Instructions to follow: Every entry below must be copied exactly, with nothing left out.

Natural language region descriptions:
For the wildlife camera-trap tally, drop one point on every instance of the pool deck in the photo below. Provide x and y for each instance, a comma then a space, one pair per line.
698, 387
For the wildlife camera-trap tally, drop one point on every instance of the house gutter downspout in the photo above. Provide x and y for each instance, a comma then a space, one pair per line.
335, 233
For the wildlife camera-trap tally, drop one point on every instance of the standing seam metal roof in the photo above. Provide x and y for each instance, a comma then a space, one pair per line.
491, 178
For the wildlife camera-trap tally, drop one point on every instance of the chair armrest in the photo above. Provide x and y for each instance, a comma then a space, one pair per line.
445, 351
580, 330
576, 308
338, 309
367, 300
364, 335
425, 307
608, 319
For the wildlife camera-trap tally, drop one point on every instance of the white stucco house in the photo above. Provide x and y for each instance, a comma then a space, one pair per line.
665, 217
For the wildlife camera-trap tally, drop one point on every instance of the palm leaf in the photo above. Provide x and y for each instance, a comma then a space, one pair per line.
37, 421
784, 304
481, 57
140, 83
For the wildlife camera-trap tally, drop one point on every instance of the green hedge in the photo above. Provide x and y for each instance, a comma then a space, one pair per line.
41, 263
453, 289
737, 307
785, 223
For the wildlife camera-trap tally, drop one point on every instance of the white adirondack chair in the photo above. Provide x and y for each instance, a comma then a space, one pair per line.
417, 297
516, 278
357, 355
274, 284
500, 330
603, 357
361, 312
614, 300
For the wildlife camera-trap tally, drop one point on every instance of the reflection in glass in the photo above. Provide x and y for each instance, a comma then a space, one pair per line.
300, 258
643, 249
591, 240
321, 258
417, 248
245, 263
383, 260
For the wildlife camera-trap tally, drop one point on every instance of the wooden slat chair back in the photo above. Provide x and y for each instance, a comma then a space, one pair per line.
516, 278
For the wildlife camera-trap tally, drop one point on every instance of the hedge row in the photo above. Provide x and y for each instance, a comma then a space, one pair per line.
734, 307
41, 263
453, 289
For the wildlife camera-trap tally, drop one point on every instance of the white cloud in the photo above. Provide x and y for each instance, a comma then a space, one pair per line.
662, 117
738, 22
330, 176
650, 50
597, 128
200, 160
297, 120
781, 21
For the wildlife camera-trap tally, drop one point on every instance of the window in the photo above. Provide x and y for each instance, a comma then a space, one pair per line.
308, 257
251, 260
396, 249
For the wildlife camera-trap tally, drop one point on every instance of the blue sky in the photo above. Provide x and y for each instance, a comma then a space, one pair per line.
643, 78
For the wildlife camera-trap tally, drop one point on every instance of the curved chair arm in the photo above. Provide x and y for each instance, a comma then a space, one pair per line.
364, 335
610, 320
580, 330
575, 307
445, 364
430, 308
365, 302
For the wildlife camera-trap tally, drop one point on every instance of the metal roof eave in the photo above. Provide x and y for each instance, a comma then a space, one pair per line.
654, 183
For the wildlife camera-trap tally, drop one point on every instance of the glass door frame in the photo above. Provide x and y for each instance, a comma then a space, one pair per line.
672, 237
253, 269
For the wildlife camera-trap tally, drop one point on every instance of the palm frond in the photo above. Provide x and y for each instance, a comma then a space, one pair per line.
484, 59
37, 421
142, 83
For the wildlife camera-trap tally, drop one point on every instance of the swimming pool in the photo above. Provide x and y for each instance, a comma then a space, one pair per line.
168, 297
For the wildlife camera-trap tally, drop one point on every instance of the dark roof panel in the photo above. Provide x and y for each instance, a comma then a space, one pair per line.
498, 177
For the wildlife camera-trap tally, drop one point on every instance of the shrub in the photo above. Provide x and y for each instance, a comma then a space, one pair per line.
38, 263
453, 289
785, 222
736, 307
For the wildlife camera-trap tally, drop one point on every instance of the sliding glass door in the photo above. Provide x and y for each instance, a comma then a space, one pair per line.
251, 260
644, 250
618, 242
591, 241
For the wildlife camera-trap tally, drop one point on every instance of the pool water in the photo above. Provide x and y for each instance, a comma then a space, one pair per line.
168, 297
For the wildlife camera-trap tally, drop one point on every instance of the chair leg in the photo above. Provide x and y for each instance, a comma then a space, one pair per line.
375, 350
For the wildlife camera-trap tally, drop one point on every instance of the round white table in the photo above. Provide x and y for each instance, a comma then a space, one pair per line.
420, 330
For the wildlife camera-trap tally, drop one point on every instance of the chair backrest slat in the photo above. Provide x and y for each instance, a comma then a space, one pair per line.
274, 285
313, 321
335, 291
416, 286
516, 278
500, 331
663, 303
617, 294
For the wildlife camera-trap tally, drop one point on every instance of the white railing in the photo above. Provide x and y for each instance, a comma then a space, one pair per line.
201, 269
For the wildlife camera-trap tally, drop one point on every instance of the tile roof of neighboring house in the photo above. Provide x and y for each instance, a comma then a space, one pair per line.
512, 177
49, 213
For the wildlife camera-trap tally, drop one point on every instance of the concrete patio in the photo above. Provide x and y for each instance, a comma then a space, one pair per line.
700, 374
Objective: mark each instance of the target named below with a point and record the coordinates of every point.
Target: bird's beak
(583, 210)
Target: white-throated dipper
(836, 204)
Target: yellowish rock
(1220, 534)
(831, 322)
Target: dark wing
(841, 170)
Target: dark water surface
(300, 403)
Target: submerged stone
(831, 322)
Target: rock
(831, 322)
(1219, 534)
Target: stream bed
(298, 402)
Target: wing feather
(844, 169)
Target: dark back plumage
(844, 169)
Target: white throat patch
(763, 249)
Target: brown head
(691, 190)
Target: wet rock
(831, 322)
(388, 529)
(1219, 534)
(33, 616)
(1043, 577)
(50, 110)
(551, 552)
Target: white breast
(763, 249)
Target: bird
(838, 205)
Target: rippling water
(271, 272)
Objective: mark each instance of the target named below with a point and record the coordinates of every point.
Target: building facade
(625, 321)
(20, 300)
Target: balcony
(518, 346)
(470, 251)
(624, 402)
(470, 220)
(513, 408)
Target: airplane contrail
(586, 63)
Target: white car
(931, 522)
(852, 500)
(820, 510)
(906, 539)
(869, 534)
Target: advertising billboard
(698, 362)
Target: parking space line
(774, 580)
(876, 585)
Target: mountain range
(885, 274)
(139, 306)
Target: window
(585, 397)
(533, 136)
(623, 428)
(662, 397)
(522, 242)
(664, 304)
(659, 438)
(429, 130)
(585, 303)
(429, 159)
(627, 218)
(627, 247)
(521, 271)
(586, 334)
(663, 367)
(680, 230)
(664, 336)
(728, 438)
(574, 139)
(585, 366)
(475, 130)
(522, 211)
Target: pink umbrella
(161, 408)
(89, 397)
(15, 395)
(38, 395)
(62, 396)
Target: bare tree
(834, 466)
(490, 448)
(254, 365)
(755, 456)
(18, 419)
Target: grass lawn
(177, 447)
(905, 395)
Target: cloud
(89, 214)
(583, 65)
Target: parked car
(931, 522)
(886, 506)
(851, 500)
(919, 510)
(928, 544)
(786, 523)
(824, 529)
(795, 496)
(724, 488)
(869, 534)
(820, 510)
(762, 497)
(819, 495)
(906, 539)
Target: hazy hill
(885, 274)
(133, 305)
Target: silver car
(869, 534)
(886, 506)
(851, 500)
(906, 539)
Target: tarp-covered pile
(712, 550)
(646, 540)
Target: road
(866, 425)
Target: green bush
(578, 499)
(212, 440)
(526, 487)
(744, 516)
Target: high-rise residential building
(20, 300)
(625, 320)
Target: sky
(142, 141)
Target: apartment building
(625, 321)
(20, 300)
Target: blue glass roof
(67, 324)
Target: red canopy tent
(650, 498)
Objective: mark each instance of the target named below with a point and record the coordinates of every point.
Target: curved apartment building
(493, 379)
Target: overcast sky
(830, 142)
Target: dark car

Answer to the exercise:
For the wildlife camera-trap tally, drop one point on every instance of the pool deck in the photo below. Provide x and y for each instance, a comma then a space, one pair per line.
698, 387
For the wildlife camera-trap tally, drop one point on every instance of the house gutter downspout in the photo above. Provide x and y for each instance, a comma then a space, one pair per line.
335, 233
For the wildlife camera-trap tally, drop one point on every instance of the standing seam metal roof in the photo above. Provide x and y for each instance, a comma then a space, one pair per line.
491, 178
For the wildlife camera-trap tally, drop one point on every instance of the chair armrest in the photo above. Provide x and y for each instance, a comma then a space, one pair per line.
445, 351
580, 330
576, 308
338, 309
367, 300
364, 335
425, 307
608, 319
For the wildlife camera-trap tally, drop one point on every instance of the white stucco house in the photo above. Provide x and y for each instance, a comma then a space, one pair per line.
665, 217
For the wildlife camera-trap tally, drop one point on every instance of the palm leaf in the photo above. Provide x and y for each instance, a comma then a space, one pair per line.
37, 421
784, 304
481, 57
140, 83
For the wildlife camera-trap tally, drop one point on every instance of the green hedge in the photo above. Provide x and y for each instance, a comma then a space, one pair per line.
41, 263
453, 289
737, 307
785, 223
For the wildlife camera-trap tally, drop one point on every instance of the white adirondack chair in the photo above. Provide x and y for each instance, a comma then a space, one pair per line.
417, 297
516, 278
357, 355
274, 284
500, 330
603, 357
361, 312
614, 300
For the wildlife camera-trap tally, drop one point on every instance of the reflection in glass in the photo above. Provide x and y for each instance, a comma then a space, one pair per line.
300, 258
643, 249
591, 240
321, 258
417, 248
245, 263
383, 260
For the wildlife camera-trap tally, drop one point on every instance of the wooden slat chair back in the photo above. Provide x and y for each instance, a comma then a space, one pair per line.
516, 278
For the wildlife camera-trap tally, drop one point on every instance of the hedge row in the photo above. Provide x and y for each instance, a comma then a space, one pair per line.
734, 307
41, 263
453, 289
For the wildlife camera-trap tally, drop one point on every instance of the white cloud in the photo above. Provide x and y for each instance, a comma then a space, one pair per line.
662, 117
738, 22
330, 176
650, 50
597, 128
200, 160
297, 120
781, 21
For the wildlife camera-trap tally, drop one point on every instance of the window in the photo above. Provide x and y for each instance, a comma then a space, one pair per line.
308, 257
251, 260
396, 249
For the wildlife camera-trap tally, drop one point on every instance of the blue sky in the photo above. Provide x and y for each instance, a comma then a space, one pair per line.
643, 78
For the wildlife camera-trap tally, drop one point on every instance of the curved chair arm in the photo above. Provide x and y for each instance, a comma then a space, one pair per line.
364, 335
610, 320
580, 330
575, 307
445, 364
430, 308
365, 302
For the wildlife camera-trap tally, drop one point on every instance of the metal roof eave in the photo above. Provide x and y for each instance, a comma then a space, one pair per line.
654, 183
For the wildlife camera-trap tally, drop one point on every instance of the glass door frame in the photo above. Provide x and y for each instance, a comma then a space, one pair per line.
672, 237
253, 269
For the wildlife camera-trap tally, drop one point on every instance of the palm frond in the photo above. Provide x and y for each instance, a comma then a space, one pair per line.
484, 59
37, 421
142, 83
For the wildlife camera-trap tally, drop one point on every instance of the swimming pool in the photo above. Provide x and y for each instance, a comma then a space, one pair per line.
168, 297
For the wildlife camera-trap tally, drop one point on every instance of the dark roof panel in the photo above. Provide x and y for each instance, a comma then a space, one pair per line.
498, 177
For the wildlife camera-trap tally, drop one point on every instance of the shrub in the photo above. Provide x and y for each instance, a comma then a space, one pair per line.
38, 263
453, 289
785, 222
736, 307
For the wildlife camera-trap tally, drop one point on every instance of the sliding glass door in the photo above. Provide x and y for each instance, a comma then a space, one pair per line.
251, 260
644, 250
618, 242
591, 241
For the wildlife camera-trap tally, drop one point on every instance of the pool water in the photo above. Provide x and y for each instance, a comma then a space, one pair per line.
168, 297
For the wildlife camera-trap tally, drop one point on every instance of the chair leg in the photo above. Provide x and y for each instance, a comma then a space, one pair per line.
375, 350
For the wildlife camera-trap tally, drop one point on every instance of the round white table in the photo above. Provide x and y for each instance, a comma then a space, one pair per line.
420, 330
For the wildlife camera-trap tally, drop one point on every instance of the chair backrest slat in the photo above. Provide x and y for each instance, a comma then a space, one pair per line.
274, 285
313, 321
335, 291
416, 286
516, 278
500, 331
663, 303
617, 294
For the wildlife camera-trap tally, drop one point on every instance of the white railing in the photo above. Provide x and y for each instance, a comma then a space, one pair per line.
201, 269
For the wildlife camera-trap tally, drop one point on every instance of the tile roof of neighboring house in the photo above. Provide x and y for each instance, a comma then a space, one pair per line.
512, 177
49, 213
For the wildlife camera-trap tally, drop one point on every instance of the concrete patio in the photo above. Provide x and y for each instance, a comma then a space, one pair per line.
700, 374
Objective: mark each instance of the target named below with a point and record the coordinates of every point.
Target: bird's beak
(583, 210)
Target: white-throated dipper
(836, 204)
Target: yellowish rock
(1220, 534)
(831, 322)
Target: dark wing
(841, 170)
Target: dark water surface
(300, 403)
Target: submerged stone
(831, 322)
Target: rock
(831, 322)
(1219, 534)
Target: stream bed
(298, 402)
Target: wing feather
(844, 169)
Target: dark back plumage
(844, 169)
Target: white throat patch
(763, 249)
Target: brown head
(691, 190)
Target: wet rock
(831, 322)
(388, 529)
(1219, 534)
(33, 616)
(1043, 577)
(50, 110)
(551, 552)
Target: white breast
(763, 249)
Target: bird
(838, 205)
Target: rippling water
(271, 272)
Objective: mark each instance of the target named below with a point and record the coordinates of every point.
Target: building facade
(625, 321)
(20, 300)
Target: balcony
(518, 346)
(470, 251)
(624, 402)
(470, 220)
(513, 408)
Target: airplane contrail
(586, 63)
Target: white car
(931, 522)
(852, 500)
(820, 510)
(906, 539)
(869, 534)
Target: advertising billboard
(698, 362)
Target: parking space line
(774, 580)
(876, 585)
Target: mountain range
(885, 274)
(139, 306)
Target: window
(585, 397)
(533, 136)
(623, 428)
(662, 397)
(522, 242)
(664, 304)
(659, 438)
(429, 130)
(585, 303)
(429, 159)
(627, 218)
(627, 247)
(521, 271)
(586, 334)
(663, 367)
(680, 230)
(664, 336)
(728, 438)
(574, 139)
(585, 366)
(475, 130)
(522, 211)
Target: pink umbrella
(161, 408)
(89, 397)
(15, 395)
(38, 395)
(62, 396)
Target: bare tree
(834, 466)
(490, 448)
(254, 365)
(755, 456)
(18, 419)
Target: grass lawn
(177, 447)
(905, 395)
Target: cloud
(89, 214)
(583, 65)
Target: parked car
(931, 522)
(886, 506)
(851, 500)
(919, 510)
(928, 544)
(786, 523)
(824, 529)
(795, 496)
(724, 488)
(869, 534)
(820, 510)
(762, 497)
(819, 495)
(906, 539)
Target: hazy hill
(885, 274)
(133, 305)
Target: silver car
(869, 534)
(886, 506)
(851, 500)
(906, 539)
Target: tarp-covered pile
(712, 550)
(646, 540)
Target: road
(866, 425)
Target: green bush
(578, 499)
(212, 440)
(526, 487)
(744, 516)
Target: high-rise residential building
(20, 300)
(625, 320)
Target: sky
(142, 141)
Target: apartment building
(625, 321)
(20, 300)
Target: blue glass roof
(67, 324)
Target: red canopy tent
(650, 498)
Objective: mark each instance of the target named below with a point and record the coordinates of every point.
Target: curved apartment building
(493, 379)
Target: overcast sky
(830, 142)
Target: dark car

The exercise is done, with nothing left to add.